Point-per-instance localization data

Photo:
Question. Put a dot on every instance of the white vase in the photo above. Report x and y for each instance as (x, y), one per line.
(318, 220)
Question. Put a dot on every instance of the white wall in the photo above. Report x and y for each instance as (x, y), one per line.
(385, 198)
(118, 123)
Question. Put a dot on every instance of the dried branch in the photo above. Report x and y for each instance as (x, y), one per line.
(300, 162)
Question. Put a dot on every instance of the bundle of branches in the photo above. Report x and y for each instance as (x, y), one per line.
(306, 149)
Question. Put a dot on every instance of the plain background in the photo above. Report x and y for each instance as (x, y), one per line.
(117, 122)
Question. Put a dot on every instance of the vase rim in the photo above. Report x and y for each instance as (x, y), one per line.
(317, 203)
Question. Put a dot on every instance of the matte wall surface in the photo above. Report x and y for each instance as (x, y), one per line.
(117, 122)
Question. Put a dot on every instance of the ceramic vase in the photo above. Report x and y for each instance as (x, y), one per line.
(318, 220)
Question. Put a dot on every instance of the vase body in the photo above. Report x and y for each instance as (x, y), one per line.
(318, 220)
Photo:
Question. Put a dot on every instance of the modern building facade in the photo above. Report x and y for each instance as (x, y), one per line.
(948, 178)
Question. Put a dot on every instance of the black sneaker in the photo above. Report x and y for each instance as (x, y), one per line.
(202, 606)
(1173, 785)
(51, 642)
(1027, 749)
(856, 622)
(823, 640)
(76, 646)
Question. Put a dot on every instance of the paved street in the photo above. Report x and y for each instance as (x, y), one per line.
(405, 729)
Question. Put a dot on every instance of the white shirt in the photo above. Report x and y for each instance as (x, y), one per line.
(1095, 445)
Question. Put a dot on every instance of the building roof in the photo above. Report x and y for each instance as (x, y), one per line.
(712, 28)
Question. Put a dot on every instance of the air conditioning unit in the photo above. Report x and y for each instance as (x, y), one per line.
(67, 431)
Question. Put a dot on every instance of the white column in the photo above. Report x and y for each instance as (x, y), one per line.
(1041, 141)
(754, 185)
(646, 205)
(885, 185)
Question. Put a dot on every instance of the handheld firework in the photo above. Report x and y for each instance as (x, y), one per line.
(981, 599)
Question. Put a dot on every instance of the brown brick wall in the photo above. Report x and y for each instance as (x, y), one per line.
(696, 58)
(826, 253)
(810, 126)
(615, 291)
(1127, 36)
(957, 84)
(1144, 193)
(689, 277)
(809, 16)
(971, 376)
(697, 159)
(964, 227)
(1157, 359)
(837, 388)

▶ Task to complete: Would you please give all of the entries above once more, exactly as they are?

▶ Response for this exercise:
Photo:
Question. Put a dot on every instance of the white vase in the photo above. Report x and y for each instance as (x, y), one per line.
(318, 220)
Question. Put a dot on every instance of the white wall in the photo above. Report x and y for each instance as (x, y), one per line.
(385, 198)
(118, 123)
Question. Put a dot on every instance of the dried branch in the photo above. Report x and y for each instance as (x, y), one per line.
(300, 162)
Question. Put a dot on every instance of the bundle of branches in the photo above. Report x and y for each instance as (x, y), one per line.
(306, 149)
Question. Put a dot on every instance of the plain background in the photo above. Report x and y for each instance as (x, y), one per line.
(117, 122)
Question. Put a dot on every instance of the vase rim in the photo above. Report x and y for each instance as (x, y), one per line.
(317, 203)
Question. Put a dot on every instance of the matte wall surface in the photo above. Report x and y for each instance as (x, y), one per line.
(117, 122)
Question. Put a dot on every instance of the ceramic vase in the photo above. Report x and y for each instance as (x, y), one per line.
(318, 220)
Question. Put a dot on every instance of the vase body in the photo above. Report x and y for each instance as (x, y), one per line.
(318, 220)
Photo:
Question. Put a dot on every instance of the modern building facade in the photo above. Report x and y for each instance as (x, y), one per line.
(948, 178)
Question. Put a dot on every instance of the black sneaker in the photo above. Report x and y for each instance as (x, y), one per line.
(202, 606)
(1173, 785)
(51, 642)
(1027, 749)
(856, 622)
(823, 640)
(76, 646)
Question. Put a dot on every instance of the paved street in the photo above. Report x and y for each instance as (x, y), one per line.
(405, 729)
Question. Put a dot on every instance of the white shirt in the photo above. Report x and y for each instance as (x, y), one per line.
(1095, 445)
Question. Put a dot on every instance of the building roof in the photo above. Report x and y for each instance as (x, y), one per line.
(712, 28)
Question. Put a dot on every instance of the air conditioning unit in the photo above. Report x and y for each instance as (x, y), one per line.
(67, 431)
Question. Put a dot on every instance of the white column in the photo above. Report x and y for each instance as (x, y), one per line.
(1041, 141)
(754, 185)
(646, 205)
(885, 185)
Question. Put a dot on every instance of the handheld firework in the photo above. Report x and y for each instance as (x, y), one per line.
(981, 599)
Question. Put a dot on every instance of the brown brick wall in the photo above. Report x and y for each instance as (x, y), one per line.
(696, 58)
(826, 253)
(810, 126)
(615, 291)
(1127, 36)
(957, 84)
(1144, 193)
(689, 277)
(809, 16)
(971, 376)
(697, 159)
(964, 227)
(1157, 359)
(837, 388)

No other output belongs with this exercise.